Enunciado 1 → ¿Qué nombres de personas y de personajes aparecen en el texto sobre Persona? Enuméralos todos.
Enunciado 2 → Duplica sin ningún cambio el fragmento del texto sobre Persona que comienza con las palabras que contienen "La película que" y termina con "vampíricos y psicoanalíticos.".

Persona (1966), de Ingmar Bergman

Bibi Andersson y Liv Ullmann en 'Persona'. Getty Images

La película que supuso un punto de inflexión en la carrera de Bergman, pero también en la historia del cine. El argumento es sencillo: la reputada actriz Elisabeth Vogler ha perdido el habla a consecuencia de una crisis nerviosa, y se confina en su casa de campo junto a una joven e ingenua enfermera llamada Alma. Las dos mujeres iniciarán un proceso de mutua transferencia de personalidades repleto de ecos vampíricos y psicoanalíticos.

Todo en la película es osadísimo, desde las decisiones formales hasta el desarrollo de la trama. Pero hay una escena que en su día debió incomodar bastante, y que hoy todavía puede alzar alguna ceja que otra. Después de haberse bebido unas copitas, Alma le confiesa a Elisabeth cómo un verano le fue infiel a su novio montándose una orgía al aire libre con otra chica y dos chicos, y tras quedar embarazada abortó. La crudeza de su lenguaje (palabras como “correrse” o “aborto” sencillamente no se pronunciaban en el cine comercial de entonces) creaba un trauma al espectador, que de este modo empatizaba con el propio trauma de la narradora. Claro que en la primera secuencia de la película Bergman ya había insertado un plano subliminal de un pene en erección, otra cosa para la que la gente que entonces pagaba una entrada de cine no pornográfico no estaba preparada.

Conjunto de datos →

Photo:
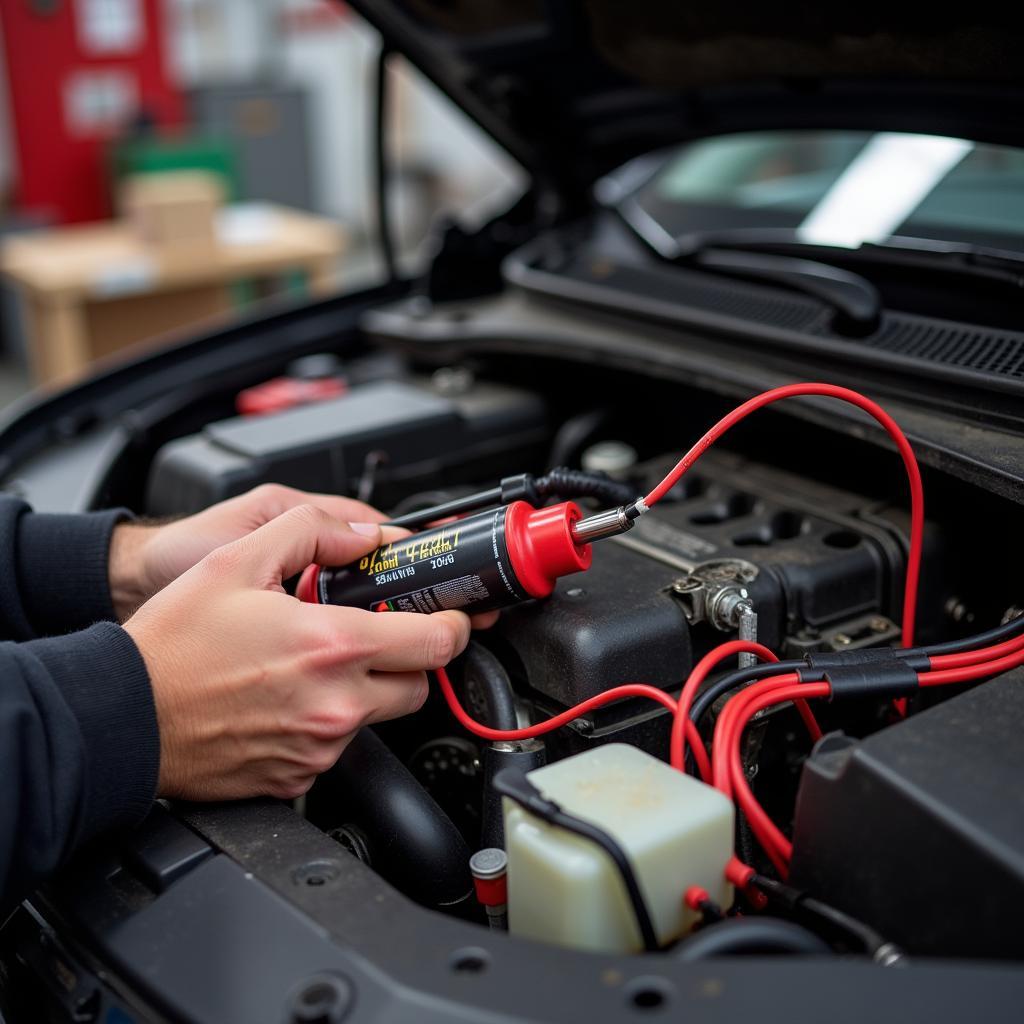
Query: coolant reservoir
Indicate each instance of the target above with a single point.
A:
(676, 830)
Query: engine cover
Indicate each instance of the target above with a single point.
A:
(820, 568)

Resultado 1 → Ingmar Bergman, Bibi Andersson, Liv Ullmann, Elisabeth Vogler y Alma.

Resultado 2 →
La película que supuso un punto de inflexión en la carrera de Bergman, pero también en la historia del cine. El argumento es sencillo: la reputada actriz Elisabeth Vogler ha perdido el habla a consecuencia de una crisis nerviosa, y se confina en su casa de campo junto a una joven e ingenua enfermera llamada Alma. Las dos mujeres iniciarán un proceso de mutua transferencia de personalidades repleto de ecos vampíricos y psicoanalíticos.